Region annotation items
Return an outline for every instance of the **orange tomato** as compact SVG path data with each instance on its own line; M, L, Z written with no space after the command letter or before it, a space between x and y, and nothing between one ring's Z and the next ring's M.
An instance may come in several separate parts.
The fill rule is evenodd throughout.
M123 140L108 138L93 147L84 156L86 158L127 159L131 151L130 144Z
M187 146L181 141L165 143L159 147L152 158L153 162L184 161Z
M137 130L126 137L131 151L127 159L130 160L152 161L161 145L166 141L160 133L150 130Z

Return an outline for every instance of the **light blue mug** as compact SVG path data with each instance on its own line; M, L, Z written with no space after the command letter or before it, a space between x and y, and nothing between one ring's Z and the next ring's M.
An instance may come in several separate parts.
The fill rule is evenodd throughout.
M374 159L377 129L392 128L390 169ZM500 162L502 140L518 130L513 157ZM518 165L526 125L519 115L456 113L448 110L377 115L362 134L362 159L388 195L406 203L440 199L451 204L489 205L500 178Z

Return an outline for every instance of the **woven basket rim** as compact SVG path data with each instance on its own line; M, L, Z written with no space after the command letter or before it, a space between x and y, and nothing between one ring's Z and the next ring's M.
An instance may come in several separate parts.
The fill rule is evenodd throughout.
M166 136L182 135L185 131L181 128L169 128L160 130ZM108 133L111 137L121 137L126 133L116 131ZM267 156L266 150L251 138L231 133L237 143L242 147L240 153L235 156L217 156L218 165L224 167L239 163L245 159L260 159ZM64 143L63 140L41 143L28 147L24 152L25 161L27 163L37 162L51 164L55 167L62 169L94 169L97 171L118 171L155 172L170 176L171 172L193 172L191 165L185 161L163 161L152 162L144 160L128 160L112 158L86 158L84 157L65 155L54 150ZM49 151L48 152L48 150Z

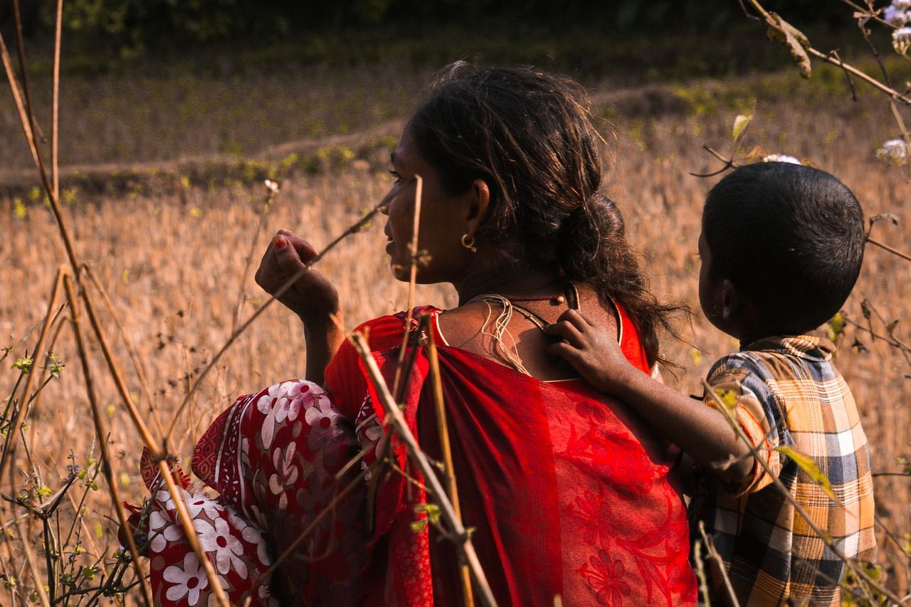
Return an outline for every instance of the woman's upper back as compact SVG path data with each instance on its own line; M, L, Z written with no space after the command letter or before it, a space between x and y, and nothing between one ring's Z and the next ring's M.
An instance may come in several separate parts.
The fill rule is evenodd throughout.
M440 345L463 519L476 528L476 550L498 602L549 605L555 594L564 604L624 599L693 602L685 511L670 481L675 451L624 405L581 380L540 381L446 345L448 337L437 328L445 325L435 322L439 311L415 311L424 312L432 314L430 328ZM620 318L624 349L646 372L635 329L625 314ZM384 316L363 327L386 375L394 375L404 319L404 314ZM369 421L374 415L382 420L382 413L365 399L365 383L352 382L352 365L355 370L358 365L352 356L348 348L340 351L327 370L327 387L339 407L356 416L356 424L363 427L377 423ZM425 363L422 352L409 379L413 386L405 391L411 396L404 398L404 414L414 420L422 449L439 459L435 411L428 391L421 387ZM405 490L401 477L393 478L403 488L385 494L381 489L380 495L399 496L402 501L378 505L377 512L397 513L403 522L376 524L386 530L384 541L391 547L420 544L408 527L415 504L407 496L414 488ZM402 529L407 530L405 538L396 542ZM425 569L418 570L432 578L436 604L453 604L459 596L455 550L450 543L435 541L434 533L426 546ZM396 552L389 550L388 558L378 555L373 567L394 567ZM379 583L375 581L386 578L374 571L368 579Z

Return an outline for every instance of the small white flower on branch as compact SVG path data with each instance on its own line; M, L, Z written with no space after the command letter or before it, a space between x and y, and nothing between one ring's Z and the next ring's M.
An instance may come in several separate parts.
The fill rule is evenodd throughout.
M763 158L763 162L790 162L791 164L804 164L793 156L787 154L769 154Z
M876 158L895 166L905 164L907 157L908 147L905 139L889 139L876 150Z
M908 4L911 4L911 0L908 0ZM883 11L883 21L896 27L904 27L909 20L911 20L911 15L906 10L897 8L895 5L889 5Z
M892 32L892 47L899 55L905 55L911 47L911 27L901 27Z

## Work to be completed
Substitute "distinct pieces" for every "separate parts" in the items above and give them all again, changing nothing else and leaving out the pictures.

## Finished task
Return an outline for every instance of the **orange tomato** as compact SVG path data with each instance on its own line; M, L, Z written with no space after the command letter or before it, a space between x and y, and nothing between one ring's Z and the next ring's M.
An instance may come in several distinct pieces.
The fill rule is evenodd throughout.
M123 140L108 138L93 147L84 156L86 158L127 159L131 151L130 144Z
M187 146L181 141L165 143L159 147L152 158L153 162L184 161Z
M137 130L126 137L131 151L127 159L130 160L152 161L161 145L166 141L160 133L150 130Z

Return an outline for every instance of the **light blue mug** as compact SVG path data with each instance on its own line; M, L, Z written with no space after the command letter or before it, a space between x and y, and nothing between one ring's Z and the next ring's M.
An instance may come in several distinct pieces.
The fill rule is evenodd throughout.
M374 159L377 129L392 128L390 169ZM500 162L502 140L518 130L513 157ZM518 165L526 125L519 115L456 113L448 110L377 115L362 134L362 159L388 195L406 203L440 199L451 204L489 205L500 178Z

Return an outline for every instance of the **woven basket rim** as compact SVG path data with each instance on its own line; M, L, Z written with no space after the command letter or before it, a space between x and y, and nothing between one ring's Z and the next ring's M.
An instance may come in several distinct pieces.
The fill rule is evenodd throughout.
M166 136L182 135L185 131L181 128L169 128L160 130ZM108 133L111 137L121 137L126 133L116 131ZM267 156L266 150L251 138L231 133L237 143L242 147L240 153L235 156L217 156L218 165L224 167L239 163L245 159L260 159ZM64 143L63 140L41 143L28 147L24 152L25 161L27 163L37 162L51 164L55 167L62 169L94 169L97 171L118 171L155 172L170 176L171 172L193 172L191 165L185 161L163 161L152 162L144 160L128 160L112 158L86 158L84 157L65 155L54 150ZM49 151L48 152L48 150Z

Return an outline for every instance of the woman's upper back as compact SVG path data with each instance on its own line; M, L, Z written with no space after the command letter or before it, a space between x and y, and nothing between one ring's Z and the next ring's M.
An instance may come in several distinct pieces.
The fill rule is evenodd throughout.
M440 345L463 519L476 528L476 550L498 602L549 605L555 594L564 604L624 599L693 602L685 511L670 481L675 451L624 405L581 380L540 381L446 345L448 337L437 328L445 325L435 322L439 311L415 311L424 312L432 314L430 328ZM620 318L624 349L646 372L635 329L625 314ZM384 316L363 327L386 375L394 375L404 319L404 314ZM369 421L374 415L382 420L382 413L365 399L365 383L352 382L352 365L355 370L358 365L352 356L348 348L340 351L327 370L327 387L339 407L356 416L356 424L363 427L377 423ZM425 363L422 352L409 379L413 386L405 391L411 396L404 398L404 414L414 420L422 449L439 459L435 411L428 391L421 387ZM405 490L401 477L393 478L403 488L385 494L381 489L380 495L399 496L402 501L378 505L377 512L397 513L403 522L376 524L386 530L384 541L391 547L420 544L408 527L415 504L407 496L414 488ZM402 529L407 530L405 538L396 542ZM425 569L418 570L432 578L436 604L453 604L459 596L455 550L450 543L435 541L434 533L426 546ZM396 552L389 550L388 558L378 555L373 567L394 567ZM379 583L375 581L386 578L374 571L368 579Z

Return an outline for every instance of the small white flower on branch as compact SVG path data with each instance on its own line; M, L, Z written with no space after the command letter or before it, a space between x and y, and nothing between one ring's Z and the next ring's M.
An instance may come in several distinct pieces.
The fill rule is evenodd throughout.
M763 158L763 162L790 162L791 164L804 164L793 156L787 154L769 154Z
M876 158L895 166L905 164L907 157L908 147L905 139L889 139L876 150Z
M908 4L911 4L911 0L908 0ZM883 11L883 21L896 27L904 27L909 20L911 20L911 15L906 10L897 8L895 5L889 5Z
M892 32L892 47L899 55L905 55L911 47L911 27L901 27Z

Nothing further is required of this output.